## [DESCRIPTION OF THE TASK]
Print every entry again, precisely as written.

## [INPUT MATERIAL]
++++++
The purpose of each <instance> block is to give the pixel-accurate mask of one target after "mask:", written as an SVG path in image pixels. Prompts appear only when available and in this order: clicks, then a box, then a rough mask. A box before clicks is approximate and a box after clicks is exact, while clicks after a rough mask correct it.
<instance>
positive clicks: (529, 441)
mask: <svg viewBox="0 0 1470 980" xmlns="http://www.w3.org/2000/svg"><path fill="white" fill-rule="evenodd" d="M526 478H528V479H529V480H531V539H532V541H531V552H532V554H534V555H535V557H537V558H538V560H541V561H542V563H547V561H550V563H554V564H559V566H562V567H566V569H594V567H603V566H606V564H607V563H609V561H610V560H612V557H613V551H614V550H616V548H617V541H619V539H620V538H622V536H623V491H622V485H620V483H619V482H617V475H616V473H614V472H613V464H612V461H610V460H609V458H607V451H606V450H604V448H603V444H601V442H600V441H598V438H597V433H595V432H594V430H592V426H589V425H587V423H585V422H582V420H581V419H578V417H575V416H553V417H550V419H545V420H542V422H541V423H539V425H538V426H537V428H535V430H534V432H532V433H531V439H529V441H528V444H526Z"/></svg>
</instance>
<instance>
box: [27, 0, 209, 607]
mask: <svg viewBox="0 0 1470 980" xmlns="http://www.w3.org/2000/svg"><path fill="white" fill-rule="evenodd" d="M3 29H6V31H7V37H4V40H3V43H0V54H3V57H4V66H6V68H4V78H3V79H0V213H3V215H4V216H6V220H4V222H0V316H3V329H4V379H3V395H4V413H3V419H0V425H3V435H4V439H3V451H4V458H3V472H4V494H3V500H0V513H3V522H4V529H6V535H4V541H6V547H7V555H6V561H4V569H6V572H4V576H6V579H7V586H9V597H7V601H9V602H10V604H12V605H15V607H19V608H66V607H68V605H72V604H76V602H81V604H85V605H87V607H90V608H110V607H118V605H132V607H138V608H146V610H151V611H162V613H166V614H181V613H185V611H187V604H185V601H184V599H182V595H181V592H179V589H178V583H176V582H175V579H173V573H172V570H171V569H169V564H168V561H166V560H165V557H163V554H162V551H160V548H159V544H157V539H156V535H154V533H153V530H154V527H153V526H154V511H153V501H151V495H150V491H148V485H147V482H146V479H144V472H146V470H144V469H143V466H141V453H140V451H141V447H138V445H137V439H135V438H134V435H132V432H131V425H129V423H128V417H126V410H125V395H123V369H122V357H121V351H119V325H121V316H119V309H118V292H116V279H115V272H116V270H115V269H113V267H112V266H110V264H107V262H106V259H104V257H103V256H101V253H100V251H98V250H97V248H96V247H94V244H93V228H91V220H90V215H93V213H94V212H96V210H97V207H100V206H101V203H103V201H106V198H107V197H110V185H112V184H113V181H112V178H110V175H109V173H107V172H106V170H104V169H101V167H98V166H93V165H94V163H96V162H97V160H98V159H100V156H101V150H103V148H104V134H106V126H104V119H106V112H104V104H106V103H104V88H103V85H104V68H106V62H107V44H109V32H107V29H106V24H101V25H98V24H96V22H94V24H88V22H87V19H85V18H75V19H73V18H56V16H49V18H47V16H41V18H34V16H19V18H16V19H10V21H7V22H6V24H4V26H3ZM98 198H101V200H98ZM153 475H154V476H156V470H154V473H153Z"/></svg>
++++++
## [RESPONSE TO THE TASK]
The purpose of each <instance> block is to give the pixel-accurate mask of one target after "mask:", written as an SVG path in image pixels. Prompts appear only when available and in this order: clicks, then a box, then a rough mask. A box before clicks is approximate and a box after clicks is exact, while clicks after a rough mask correct it.
<instance>
positive clicks: (529, 441)
mask: <svg viewBox="0 0 1470 980" xmlns="http://www.w3.org/2000/svg"><path fill="white" fill-rule="evenodd" d="M526 478H528V479H529V480H531V539H532V541H531V552H532V554H534V555H535V557H537V558H538V560H541V561H542V563H547V561H550V563H554V564H559V566H562V567H566V569H594V567H603V566H606V564H607V563H609V561H610V560H612V557H613V551H614V550H616V548H617V541H619V539H620V538H622V536H623V491H622V485H620V483H619V482H617V475H616V473H614V472H613V464H612V461H610V460H609V458H607V451H606V450H604V448H603V444H601V442H600V441H598V438H597V433H595V432H594V430H592V426H589V425H587V423H585V422H582V420H581V419H578V417H575V416H553V417H550V419H545V420H542V422H541V423H539V425H538V426H537V428H535V430H534V432H532V433H531V439H529V441H528V444H526Z"/></svg>
</instance>
<instance>
box: [27, 0, 209, 607]
mask: <svg viewBox="0 0 1470 980" xmlns="http://www.w3.org/2000/svg"><path fill="white" fill-rule="evenodd" d="M3 29H6V31H7V37H4V40H3V43H0V54H3V57H4V66H6V68H4V78H3V79H0V213H3V215H4V216H6V220H4V222H0V316H3V329H4V379H3V395H4V413H3V419H0V425H3V435H4V439H3V451H4V458H3V472H4V494H3V500H0V513H3V522H4V529H6V535H4V541H6V547H7V555H6V561H4V569H6V572H4V576H6V579H7V586H9V597H7V601H9V602H10V604H12V605H15V607H19V608H66V607H68V605H72V604H76V602H81V604H85V605H87V607H90V608H110V607H118V605H132V607H138V608H146V610H151V611H162V613H166V614H181V613H185V611H187V604H185V601H184V599H182V595H181V592H179V589H178V583H176V582H175V579H173V573H172V570H171V569H169V564H168V561H166V560H165V557H163V554H162V551H160V548H159V544H157V539H156V535H154V533H153V530H154V527H153V526H154V511H153V501H151V495H150V491H148V485H147V482H146V479H144V472H146V470H144V469H143V466H141V453H140V451H141V447H138V445H137V439H135V438H134V435H132V432H131V425H129V423H128V417H126V410H125V395H123V369H122V357H121V351H119V325H121V316H119V309H118V292H116V279H115V272H116V270H115V269H113V267H112V266H110V264H107V262H106V259H104V257H103V256H101V253H100V251H98V250H97V248H96V247H94V244H93V228H91V220H90V215H93V213H94V212H96V210H97V207H100V206H101V203H103V201H106V198H107V197H110V185H112V184H113V181H112V178H110V175H109V173H107V172H106V170H104V169H101V167H98V166H93V165H94V163H96V162H97V160H98V159H100V156H101V150H103V148H104V134H106V126H104V119H106V112H104V104H106V103H104V88H103V85H104V68H106V62H107V44H109V32H107V29H106V24H101V25H98V24H96V22H94V24H88V22H87V19H85V18H75V19H73V18H56V16H49V18H47V16H41V18H34V16H19V18H16V19H10V21H7V22H6V24H4V26H3ZM98 198H101V200H98ZM153 475H154V476H156V470H154V473H153Z"/></svg>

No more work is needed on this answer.